> PROBLEM REQUIREMENTS: Everything from the line holding "For every instance of the brown dead" to the end of the listing below should be copied exactly, line for line, minus the pictures.

Excerpt from a dataset:
►

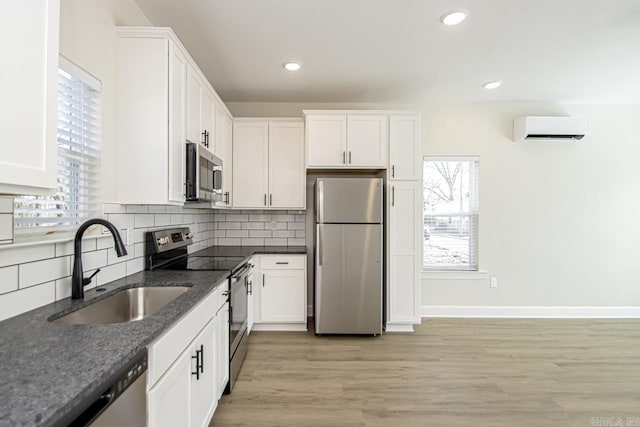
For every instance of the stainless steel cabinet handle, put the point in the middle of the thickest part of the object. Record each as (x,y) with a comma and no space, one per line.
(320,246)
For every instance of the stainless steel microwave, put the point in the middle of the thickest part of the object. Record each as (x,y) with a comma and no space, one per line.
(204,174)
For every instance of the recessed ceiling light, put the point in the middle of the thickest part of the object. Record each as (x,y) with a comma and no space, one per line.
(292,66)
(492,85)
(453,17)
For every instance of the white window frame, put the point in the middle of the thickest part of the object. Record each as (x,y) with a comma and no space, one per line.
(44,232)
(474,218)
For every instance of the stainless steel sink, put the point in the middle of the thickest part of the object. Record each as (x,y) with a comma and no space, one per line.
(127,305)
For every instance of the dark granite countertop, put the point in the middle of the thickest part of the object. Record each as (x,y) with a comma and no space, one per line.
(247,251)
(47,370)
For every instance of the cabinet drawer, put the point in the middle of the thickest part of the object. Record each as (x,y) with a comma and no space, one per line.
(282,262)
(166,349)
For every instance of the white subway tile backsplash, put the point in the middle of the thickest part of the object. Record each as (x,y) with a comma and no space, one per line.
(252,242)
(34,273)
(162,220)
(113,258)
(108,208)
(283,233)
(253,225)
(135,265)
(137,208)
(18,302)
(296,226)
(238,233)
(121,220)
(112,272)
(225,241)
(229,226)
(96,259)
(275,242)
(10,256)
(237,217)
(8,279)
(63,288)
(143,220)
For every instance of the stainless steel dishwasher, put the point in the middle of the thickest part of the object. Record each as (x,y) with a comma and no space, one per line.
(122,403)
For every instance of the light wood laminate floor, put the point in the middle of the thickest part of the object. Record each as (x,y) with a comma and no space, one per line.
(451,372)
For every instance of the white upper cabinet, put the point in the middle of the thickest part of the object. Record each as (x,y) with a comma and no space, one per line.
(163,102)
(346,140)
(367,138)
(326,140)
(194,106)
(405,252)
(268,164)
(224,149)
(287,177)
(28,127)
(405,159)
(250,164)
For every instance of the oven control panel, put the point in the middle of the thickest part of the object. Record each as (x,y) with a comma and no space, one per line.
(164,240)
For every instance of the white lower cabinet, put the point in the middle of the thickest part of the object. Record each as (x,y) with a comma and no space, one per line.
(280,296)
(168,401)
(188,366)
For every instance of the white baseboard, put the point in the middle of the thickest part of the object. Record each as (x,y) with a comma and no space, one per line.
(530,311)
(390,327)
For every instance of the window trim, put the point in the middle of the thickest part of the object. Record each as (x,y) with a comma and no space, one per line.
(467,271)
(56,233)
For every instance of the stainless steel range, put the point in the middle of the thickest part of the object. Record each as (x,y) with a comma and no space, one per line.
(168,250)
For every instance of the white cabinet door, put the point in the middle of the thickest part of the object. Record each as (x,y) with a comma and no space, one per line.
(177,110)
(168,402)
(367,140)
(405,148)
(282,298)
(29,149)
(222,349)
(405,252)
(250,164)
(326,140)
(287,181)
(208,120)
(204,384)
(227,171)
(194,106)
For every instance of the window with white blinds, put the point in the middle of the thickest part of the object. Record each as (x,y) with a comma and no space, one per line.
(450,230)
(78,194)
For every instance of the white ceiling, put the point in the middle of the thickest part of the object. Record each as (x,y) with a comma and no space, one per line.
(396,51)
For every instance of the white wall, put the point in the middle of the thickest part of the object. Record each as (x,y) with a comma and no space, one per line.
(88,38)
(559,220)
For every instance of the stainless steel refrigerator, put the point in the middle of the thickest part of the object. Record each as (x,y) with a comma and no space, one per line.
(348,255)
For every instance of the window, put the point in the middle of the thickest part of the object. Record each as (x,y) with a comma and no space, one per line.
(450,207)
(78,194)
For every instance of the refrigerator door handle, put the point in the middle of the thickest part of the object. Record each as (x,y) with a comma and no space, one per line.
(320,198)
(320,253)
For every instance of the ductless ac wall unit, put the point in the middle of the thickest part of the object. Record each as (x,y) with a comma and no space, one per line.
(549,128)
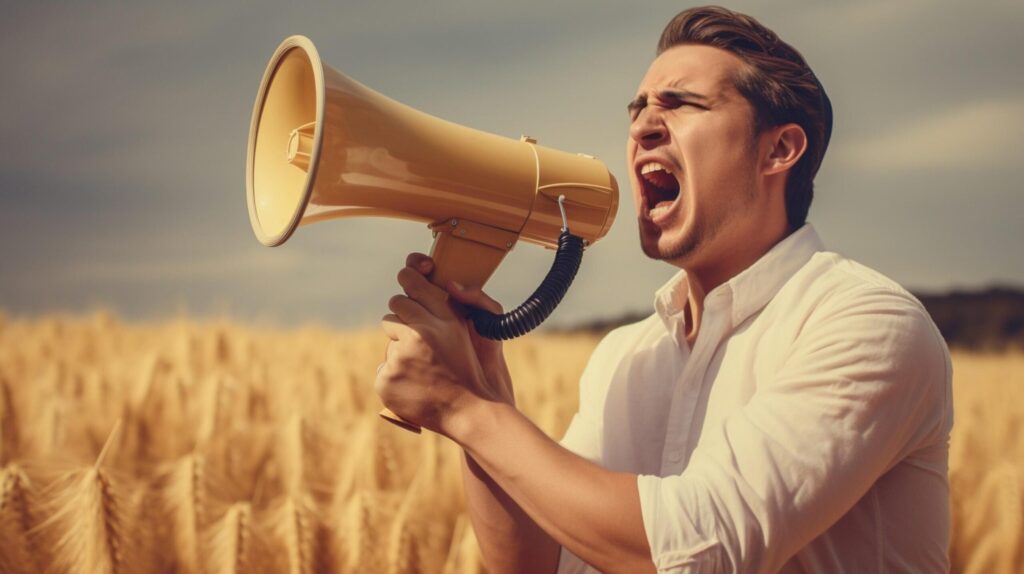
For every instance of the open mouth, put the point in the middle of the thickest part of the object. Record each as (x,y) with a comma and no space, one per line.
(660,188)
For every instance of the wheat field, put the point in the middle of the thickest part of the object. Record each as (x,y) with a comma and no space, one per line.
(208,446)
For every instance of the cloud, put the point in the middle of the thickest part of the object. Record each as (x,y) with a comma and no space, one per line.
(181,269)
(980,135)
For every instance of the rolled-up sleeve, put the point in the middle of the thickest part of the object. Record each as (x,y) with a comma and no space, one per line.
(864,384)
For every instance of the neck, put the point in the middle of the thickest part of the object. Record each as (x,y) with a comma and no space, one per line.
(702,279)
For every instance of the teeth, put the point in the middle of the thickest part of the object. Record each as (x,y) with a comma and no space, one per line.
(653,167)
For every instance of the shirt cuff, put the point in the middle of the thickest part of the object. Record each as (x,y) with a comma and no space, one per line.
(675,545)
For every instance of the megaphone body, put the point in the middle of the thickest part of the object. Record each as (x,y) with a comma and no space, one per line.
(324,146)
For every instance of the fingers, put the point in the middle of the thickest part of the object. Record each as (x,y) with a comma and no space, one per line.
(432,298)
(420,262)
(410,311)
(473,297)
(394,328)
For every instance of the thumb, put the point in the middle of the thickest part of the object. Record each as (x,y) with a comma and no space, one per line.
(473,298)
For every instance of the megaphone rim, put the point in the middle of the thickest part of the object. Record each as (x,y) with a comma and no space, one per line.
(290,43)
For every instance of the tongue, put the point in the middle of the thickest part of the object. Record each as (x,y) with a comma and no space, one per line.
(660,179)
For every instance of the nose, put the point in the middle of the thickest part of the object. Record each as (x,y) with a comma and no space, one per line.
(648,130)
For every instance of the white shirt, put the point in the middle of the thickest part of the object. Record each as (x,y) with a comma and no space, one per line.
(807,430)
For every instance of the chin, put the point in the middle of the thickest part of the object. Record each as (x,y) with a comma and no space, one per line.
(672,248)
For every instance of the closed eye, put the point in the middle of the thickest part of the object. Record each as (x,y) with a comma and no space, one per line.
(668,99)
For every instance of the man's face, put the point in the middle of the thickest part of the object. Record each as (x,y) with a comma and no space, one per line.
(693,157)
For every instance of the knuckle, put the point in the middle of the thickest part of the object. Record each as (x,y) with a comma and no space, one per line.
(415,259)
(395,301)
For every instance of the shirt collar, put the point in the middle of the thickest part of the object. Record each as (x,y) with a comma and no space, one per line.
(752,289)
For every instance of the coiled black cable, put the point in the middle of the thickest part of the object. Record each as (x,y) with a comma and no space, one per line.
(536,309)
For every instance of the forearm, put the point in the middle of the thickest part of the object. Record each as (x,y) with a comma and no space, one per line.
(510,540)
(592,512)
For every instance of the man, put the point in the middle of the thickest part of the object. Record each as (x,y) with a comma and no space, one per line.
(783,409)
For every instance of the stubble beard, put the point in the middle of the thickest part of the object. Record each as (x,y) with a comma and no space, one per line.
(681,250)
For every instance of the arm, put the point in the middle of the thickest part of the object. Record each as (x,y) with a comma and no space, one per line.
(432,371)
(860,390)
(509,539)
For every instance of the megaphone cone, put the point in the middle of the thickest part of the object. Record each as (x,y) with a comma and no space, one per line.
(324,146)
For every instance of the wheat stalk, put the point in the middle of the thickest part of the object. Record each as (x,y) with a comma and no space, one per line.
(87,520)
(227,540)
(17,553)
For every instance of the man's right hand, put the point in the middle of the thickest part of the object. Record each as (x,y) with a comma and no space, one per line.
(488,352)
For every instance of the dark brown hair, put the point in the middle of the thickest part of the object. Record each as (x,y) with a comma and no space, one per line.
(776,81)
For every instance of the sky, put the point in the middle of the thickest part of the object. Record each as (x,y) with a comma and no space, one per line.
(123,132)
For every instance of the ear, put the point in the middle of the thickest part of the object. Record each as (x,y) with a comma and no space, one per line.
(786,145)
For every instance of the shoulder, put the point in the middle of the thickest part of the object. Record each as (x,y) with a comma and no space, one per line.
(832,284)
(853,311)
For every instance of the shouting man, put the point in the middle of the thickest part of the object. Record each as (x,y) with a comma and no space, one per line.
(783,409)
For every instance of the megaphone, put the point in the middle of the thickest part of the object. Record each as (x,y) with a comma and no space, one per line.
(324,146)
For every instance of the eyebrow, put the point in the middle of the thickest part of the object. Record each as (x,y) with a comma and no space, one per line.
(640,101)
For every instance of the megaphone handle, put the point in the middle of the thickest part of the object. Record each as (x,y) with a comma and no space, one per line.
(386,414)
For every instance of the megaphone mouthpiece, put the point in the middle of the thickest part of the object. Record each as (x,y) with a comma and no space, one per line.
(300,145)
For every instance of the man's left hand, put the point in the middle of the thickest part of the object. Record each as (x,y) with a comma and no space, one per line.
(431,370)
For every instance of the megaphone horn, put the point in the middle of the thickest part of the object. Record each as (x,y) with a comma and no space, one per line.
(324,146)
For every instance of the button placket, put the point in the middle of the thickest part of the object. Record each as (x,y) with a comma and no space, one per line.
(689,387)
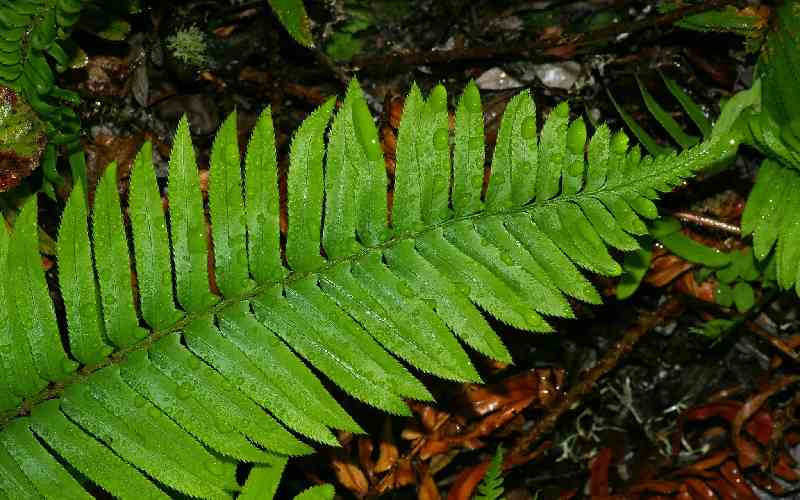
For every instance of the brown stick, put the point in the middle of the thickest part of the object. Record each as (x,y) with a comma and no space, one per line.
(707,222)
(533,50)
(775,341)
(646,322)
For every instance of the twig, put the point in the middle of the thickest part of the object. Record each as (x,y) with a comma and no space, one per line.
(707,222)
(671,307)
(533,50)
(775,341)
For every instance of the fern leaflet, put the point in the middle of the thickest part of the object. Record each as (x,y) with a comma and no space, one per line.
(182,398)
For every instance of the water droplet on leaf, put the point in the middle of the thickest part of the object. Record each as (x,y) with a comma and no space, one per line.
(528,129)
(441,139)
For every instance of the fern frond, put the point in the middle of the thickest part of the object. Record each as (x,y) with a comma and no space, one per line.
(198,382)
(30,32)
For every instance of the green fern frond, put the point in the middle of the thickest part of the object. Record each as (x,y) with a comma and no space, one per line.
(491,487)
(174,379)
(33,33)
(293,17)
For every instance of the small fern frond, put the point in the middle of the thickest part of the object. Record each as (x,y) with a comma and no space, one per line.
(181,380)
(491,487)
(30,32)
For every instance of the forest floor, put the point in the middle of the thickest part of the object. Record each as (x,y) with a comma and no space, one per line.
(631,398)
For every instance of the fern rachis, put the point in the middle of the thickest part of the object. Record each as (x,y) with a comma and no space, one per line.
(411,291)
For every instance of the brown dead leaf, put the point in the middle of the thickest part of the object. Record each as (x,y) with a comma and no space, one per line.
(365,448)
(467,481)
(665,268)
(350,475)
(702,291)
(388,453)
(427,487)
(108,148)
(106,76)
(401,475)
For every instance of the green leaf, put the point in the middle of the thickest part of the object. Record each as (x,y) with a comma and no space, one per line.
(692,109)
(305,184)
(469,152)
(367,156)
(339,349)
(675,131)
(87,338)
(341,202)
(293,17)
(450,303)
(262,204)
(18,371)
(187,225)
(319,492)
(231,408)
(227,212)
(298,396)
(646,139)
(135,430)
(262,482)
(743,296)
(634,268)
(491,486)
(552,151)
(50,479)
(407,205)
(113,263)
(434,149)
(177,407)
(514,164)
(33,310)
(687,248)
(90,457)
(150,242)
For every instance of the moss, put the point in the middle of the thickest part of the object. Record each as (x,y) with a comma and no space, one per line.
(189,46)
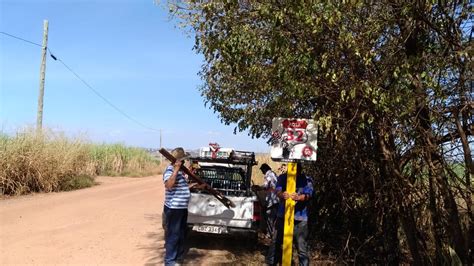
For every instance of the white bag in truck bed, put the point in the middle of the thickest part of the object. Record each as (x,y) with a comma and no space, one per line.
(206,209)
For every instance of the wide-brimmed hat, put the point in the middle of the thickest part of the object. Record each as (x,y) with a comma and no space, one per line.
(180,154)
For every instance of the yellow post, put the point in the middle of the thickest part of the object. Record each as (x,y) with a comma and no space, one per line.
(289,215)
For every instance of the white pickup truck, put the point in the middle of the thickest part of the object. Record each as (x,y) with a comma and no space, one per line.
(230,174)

◄

> SOLUTION FOR THIS PROBLEM:
For every instance of the brown dead leaf, put the point in the middle of the thickest part of the object. Record each as (x,y) with a comma and no space, one per line.
(365,448)
(467,481)
(665,268)
(350,475)
(702,291)
(388,453)
(427,487)
(108,148)
(106,76)
(401,475)
For every instance of the green leaf, put the point in the middle of the thickest part of the object. Record each as (x,y) with a comma and no space, one per line.
(692,109)
(305,184)
(469,152)
(367,156)
(339,349)
(675,131)
(87,338)
(341,202)
(293,17)
(450,303)
(262,204)
(18,371)
(187,225)
(319,492)
(231,408)
(227,212)
(298,396)
(646,139)
(135,430)
(262,482)
(743,296)
(634,268)
(491,486)
(552,151)
(50,479)
(407,205)
(113,263)
(434,149)
(177,407)
(514,164)
(33,310)
(687,248)
(90,457)
(150,242)
For every instance of the moss, put the point in the middle of the thickest part of the object. Record each as (x,y) with a comma and no space, one per line.
(189,46)
For every instance of the white bag in truck bed, put the point in the middle of the thickest part of the object. Record each as (x,y) with a comma and no space, one per line.
(206,209)
For every instance of the wide-brimmed hat, put the point in the middle of the thickest part of the object. Record each as (x,y) with a comma and no space, one per line.
(180,154)
For every instance of the yellow post, put the point in the middle of the thickest part of the object. Record each as (x,y) with a comma and no space, one per line.
(289,215)
For every instance of the white pickup truck, put the point in the middle of the thickest part of the object. Record each as (x,y) with a comma and no space, one per line.
(230,174)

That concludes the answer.